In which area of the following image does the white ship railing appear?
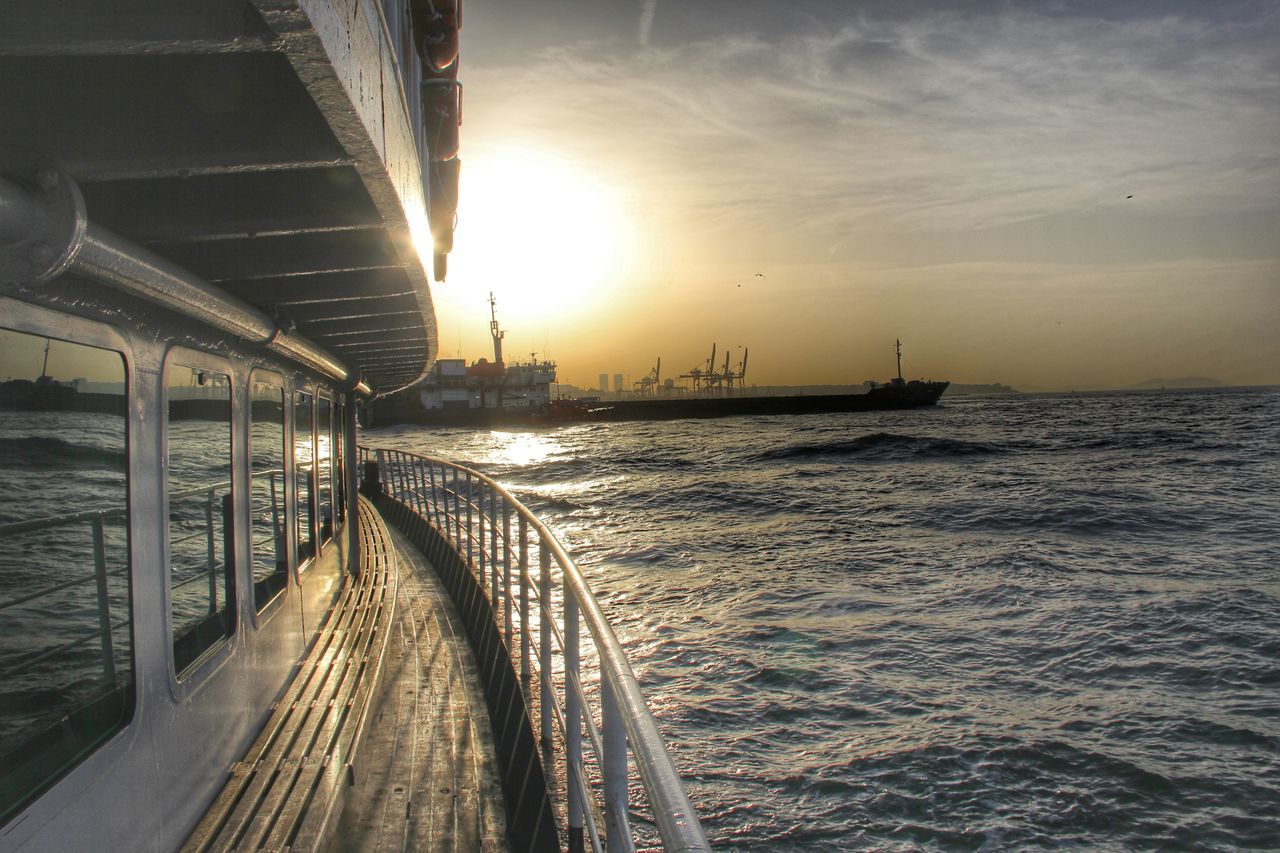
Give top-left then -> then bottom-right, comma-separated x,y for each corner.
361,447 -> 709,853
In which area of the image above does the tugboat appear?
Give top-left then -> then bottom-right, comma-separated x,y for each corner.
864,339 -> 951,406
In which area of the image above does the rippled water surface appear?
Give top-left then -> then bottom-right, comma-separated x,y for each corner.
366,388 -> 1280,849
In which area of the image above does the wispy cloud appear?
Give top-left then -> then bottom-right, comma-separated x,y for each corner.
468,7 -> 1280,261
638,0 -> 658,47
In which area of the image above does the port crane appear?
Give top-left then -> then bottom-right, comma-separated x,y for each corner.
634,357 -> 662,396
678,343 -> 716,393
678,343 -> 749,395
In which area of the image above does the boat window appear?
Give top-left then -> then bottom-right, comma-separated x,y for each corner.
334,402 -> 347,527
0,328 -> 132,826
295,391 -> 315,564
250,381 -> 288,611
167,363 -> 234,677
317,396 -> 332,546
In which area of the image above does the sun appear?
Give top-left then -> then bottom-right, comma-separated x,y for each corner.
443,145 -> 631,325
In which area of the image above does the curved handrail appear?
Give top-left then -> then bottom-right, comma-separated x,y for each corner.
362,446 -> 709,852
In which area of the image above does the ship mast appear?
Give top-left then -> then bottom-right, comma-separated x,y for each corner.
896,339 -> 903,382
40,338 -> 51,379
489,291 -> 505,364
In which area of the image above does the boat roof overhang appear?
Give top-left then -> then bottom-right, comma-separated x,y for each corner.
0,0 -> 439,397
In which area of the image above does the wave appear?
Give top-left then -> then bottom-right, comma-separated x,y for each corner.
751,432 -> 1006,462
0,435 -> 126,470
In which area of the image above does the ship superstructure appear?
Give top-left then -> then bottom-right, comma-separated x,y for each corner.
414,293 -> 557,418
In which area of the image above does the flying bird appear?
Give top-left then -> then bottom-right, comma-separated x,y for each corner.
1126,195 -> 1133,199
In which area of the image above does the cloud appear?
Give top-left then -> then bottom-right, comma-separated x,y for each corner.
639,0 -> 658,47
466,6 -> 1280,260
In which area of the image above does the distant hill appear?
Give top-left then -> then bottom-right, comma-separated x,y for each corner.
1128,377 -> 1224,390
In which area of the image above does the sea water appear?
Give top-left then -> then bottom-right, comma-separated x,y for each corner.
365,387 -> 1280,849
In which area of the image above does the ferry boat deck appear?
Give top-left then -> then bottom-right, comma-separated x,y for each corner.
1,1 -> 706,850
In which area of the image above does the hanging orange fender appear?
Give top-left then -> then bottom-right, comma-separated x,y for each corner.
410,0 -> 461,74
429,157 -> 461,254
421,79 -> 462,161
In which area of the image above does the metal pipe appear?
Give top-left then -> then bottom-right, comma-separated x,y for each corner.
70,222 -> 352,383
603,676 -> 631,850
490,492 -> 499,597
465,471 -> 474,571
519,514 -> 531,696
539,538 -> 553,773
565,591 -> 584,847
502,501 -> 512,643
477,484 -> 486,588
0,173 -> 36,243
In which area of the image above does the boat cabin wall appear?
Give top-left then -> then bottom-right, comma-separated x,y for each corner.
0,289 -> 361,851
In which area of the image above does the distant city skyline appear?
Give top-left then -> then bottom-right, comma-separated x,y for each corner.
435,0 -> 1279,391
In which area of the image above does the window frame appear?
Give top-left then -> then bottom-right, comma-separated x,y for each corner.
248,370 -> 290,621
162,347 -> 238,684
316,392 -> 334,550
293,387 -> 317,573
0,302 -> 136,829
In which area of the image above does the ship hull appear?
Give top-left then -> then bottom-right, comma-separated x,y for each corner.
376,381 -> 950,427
————
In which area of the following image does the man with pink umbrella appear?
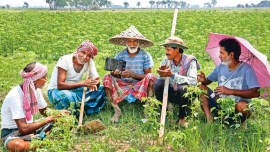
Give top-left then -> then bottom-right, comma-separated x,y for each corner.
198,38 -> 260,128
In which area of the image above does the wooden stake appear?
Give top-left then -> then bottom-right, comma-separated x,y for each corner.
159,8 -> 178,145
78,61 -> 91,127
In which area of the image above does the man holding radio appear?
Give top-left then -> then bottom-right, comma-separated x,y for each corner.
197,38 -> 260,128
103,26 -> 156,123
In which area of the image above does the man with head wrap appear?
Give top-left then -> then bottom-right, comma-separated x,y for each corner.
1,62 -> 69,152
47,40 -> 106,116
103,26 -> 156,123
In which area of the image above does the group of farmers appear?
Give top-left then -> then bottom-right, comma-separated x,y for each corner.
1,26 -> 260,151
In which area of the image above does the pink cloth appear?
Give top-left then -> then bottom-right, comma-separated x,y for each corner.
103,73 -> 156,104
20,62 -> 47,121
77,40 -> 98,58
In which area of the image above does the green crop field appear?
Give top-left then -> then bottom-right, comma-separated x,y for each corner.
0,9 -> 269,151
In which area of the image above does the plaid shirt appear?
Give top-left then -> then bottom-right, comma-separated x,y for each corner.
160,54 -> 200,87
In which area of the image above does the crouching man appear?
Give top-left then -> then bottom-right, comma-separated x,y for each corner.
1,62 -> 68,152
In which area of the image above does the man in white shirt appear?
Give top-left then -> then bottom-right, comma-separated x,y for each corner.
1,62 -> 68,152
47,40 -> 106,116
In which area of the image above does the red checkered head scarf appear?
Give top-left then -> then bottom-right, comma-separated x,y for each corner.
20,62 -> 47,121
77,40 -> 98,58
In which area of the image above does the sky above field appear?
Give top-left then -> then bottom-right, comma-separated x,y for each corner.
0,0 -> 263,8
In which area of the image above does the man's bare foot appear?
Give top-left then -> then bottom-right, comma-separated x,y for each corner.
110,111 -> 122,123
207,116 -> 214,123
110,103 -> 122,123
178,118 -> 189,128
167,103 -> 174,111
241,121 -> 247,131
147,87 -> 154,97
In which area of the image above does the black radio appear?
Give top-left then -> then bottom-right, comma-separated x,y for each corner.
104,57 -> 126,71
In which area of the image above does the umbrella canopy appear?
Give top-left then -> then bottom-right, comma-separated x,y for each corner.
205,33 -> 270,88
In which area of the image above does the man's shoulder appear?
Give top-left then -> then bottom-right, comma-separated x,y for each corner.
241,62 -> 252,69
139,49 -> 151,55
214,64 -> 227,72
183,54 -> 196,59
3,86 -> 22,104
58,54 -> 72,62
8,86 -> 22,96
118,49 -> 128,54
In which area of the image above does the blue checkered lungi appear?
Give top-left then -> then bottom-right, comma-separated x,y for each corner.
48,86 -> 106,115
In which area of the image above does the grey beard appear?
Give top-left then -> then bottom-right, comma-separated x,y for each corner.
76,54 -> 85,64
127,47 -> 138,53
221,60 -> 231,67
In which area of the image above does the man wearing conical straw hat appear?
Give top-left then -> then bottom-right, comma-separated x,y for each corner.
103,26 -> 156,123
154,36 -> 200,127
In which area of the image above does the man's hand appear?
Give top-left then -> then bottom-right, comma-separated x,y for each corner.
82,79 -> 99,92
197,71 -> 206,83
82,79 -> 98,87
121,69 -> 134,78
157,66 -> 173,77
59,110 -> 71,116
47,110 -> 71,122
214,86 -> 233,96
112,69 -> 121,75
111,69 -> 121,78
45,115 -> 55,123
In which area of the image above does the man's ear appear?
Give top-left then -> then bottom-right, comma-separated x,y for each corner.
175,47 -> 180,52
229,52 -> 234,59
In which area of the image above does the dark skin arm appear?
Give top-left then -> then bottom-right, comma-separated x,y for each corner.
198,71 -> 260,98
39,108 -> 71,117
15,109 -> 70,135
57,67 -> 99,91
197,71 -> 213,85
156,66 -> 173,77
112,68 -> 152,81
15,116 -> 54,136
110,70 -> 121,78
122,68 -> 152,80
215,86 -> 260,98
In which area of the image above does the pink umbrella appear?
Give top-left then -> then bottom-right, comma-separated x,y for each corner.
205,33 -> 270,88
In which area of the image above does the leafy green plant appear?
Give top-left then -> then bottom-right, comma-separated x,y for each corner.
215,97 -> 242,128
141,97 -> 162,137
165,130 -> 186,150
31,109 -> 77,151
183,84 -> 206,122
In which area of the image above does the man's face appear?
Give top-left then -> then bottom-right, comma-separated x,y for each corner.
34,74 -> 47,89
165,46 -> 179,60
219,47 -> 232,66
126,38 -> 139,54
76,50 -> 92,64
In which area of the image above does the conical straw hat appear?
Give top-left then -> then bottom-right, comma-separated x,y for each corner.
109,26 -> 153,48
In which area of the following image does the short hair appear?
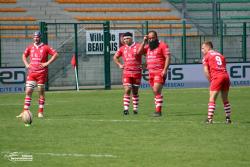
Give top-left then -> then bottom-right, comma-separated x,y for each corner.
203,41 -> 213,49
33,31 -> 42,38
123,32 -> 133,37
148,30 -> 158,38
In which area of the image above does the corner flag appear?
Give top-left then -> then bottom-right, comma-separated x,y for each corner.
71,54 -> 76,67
————
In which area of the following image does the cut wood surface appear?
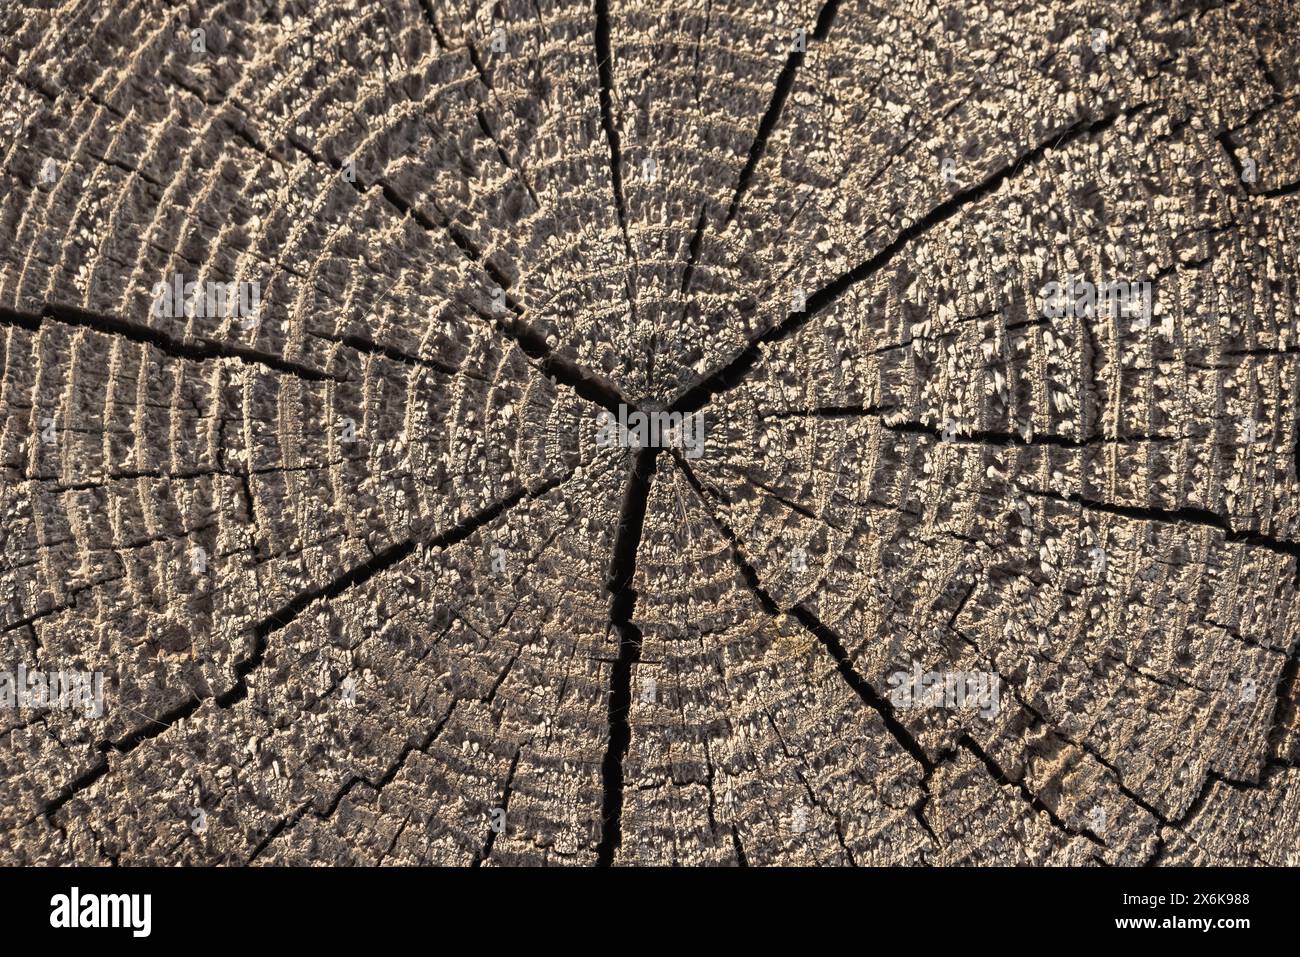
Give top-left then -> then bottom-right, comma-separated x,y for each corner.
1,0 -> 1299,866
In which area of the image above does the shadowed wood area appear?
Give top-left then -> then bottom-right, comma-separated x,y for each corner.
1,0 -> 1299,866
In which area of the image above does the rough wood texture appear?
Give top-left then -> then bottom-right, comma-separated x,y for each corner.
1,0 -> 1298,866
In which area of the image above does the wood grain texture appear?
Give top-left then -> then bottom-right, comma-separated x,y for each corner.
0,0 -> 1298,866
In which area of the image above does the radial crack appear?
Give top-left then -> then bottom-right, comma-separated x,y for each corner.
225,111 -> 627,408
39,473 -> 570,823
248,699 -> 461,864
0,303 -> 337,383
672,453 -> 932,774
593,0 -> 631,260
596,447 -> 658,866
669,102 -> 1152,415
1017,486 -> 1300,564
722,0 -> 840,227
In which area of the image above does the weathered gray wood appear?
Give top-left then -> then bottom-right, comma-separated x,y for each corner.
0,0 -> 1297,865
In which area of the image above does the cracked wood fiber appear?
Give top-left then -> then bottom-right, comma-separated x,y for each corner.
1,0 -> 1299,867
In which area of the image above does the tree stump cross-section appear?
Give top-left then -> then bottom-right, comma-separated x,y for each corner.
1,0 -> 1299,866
————
» **PROBLEM DESCRIPTION**: Beginning at the line that has "In which area of the following image does the white" and ending at the line that has "In which area of the image above does the rippled", restate the listing above word for word, pictures left out.

» **RESPONSE TO THIS EXERCISE**:
In which area of the following image does the white ship railing appear?
Give top-left then -> then bottom-right, comma-separated x,y for each corner.
361,447 -> 709,853
In which area of the image above does the tugboat appear?
Give top-left then -> then bottom-right, comma-separated x,y for each corner.
864,339 -> 951,406
In which area of the image above does the rippled water surface appear?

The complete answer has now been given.